Rewrite the listing with "mask" swapped for "outline" everywhere it occurs, keeping every other character as it is.

[Begin Input rows]

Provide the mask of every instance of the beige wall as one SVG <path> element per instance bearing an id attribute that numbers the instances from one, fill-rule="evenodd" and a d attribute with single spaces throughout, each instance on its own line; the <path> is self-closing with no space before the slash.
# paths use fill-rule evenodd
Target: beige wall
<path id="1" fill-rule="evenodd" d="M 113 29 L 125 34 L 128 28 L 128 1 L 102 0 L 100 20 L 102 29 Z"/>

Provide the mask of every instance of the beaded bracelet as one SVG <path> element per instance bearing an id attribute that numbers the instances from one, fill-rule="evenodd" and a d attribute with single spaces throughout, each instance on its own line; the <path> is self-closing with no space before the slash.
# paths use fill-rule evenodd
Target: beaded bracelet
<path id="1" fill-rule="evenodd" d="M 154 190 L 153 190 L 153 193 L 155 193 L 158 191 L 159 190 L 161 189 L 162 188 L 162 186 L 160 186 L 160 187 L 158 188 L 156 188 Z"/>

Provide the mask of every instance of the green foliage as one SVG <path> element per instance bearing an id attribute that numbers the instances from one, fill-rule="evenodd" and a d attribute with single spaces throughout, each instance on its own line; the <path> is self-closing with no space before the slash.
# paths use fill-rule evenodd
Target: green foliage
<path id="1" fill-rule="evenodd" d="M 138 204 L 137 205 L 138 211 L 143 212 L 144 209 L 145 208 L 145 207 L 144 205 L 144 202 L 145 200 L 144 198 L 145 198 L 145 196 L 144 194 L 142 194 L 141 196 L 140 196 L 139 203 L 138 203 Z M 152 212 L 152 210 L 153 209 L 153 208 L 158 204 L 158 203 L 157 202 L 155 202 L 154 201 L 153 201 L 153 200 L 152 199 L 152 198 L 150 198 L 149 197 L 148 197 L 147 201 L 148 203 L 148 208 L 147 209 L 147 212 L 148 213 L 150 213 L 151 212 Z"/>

[End Input rows]

■ **Solution to this exercise**:
Provide the outline of every instance of the beige wall as one SVG <path> element per instance bearing an id attribute that numbers the instances from one, fill-rule="evenodd" and a d attribute with single spaces throughout, each instance on its own line; the <path> is self-closing with no space before the slash.
# paths use fill-rule evenodd
Target: beige wall
<path id="1" fill-rule="evenodd" d="M 113 29 L 125 34 L 128 28 L 128 1 L 102 0 L 100 20 L 102 29 Z"/>

Provide the outline of every instance of the beaded bracelet as one SVG <path> element per instance bearing an id attribute that numbers the instances from one, fill-rule="evenodd" and a d attribute with single spaces throughout, each instance on its own line; the <path> is self-closing with no space before the slash.
# paths use fill-rule evenodd
Target: beaded bracelet
<path id="1" fill-rule="evenodd" d="M 154 190 L 153 190 L 153 193 L 155 193 L 158 191 L 159 190 L 161 189 L 162 188 L 162 186 L 160 186 L 160 187 L 158 188 L 156 188 Z"/>

Provide the outline of every instance of the green foliage as one SVG <path> element per instance bearing an id attribute that numbers the instances from one, fill-rule="evenodd" and a d attribute with single spaces throughout, each instance on its own line; the <path> is self-closing with no space before the slash.
# paths use fill-rule evenodd
Target: green foliage
<path id="1" fill-rule="evenodd" d="M 138 204 L 137 205 L 138 211 L 143 212 L 144 209 L 145 208 L 145 207 L 144 205 L 144 202 L 145 200 L 144 198 L 145 198 L 145 196 L 144 194 L 142 194 L 141 196 L 140 196 L 139 203 L 138 203 Z M 152 212 L 152 210 L 153 209 L 153 208 L 158 204 L 158 203 L 157 202 L 155 202 L 154 201 L 153 201 L 153 200 L 152 199 L 152 198 L 150 198 L 149 197 L 148 197 L 147 201 L 148 203 L 148 208 L 147 209 L 147 212 L 148 213 L 150 213 L 151 212 Z"/>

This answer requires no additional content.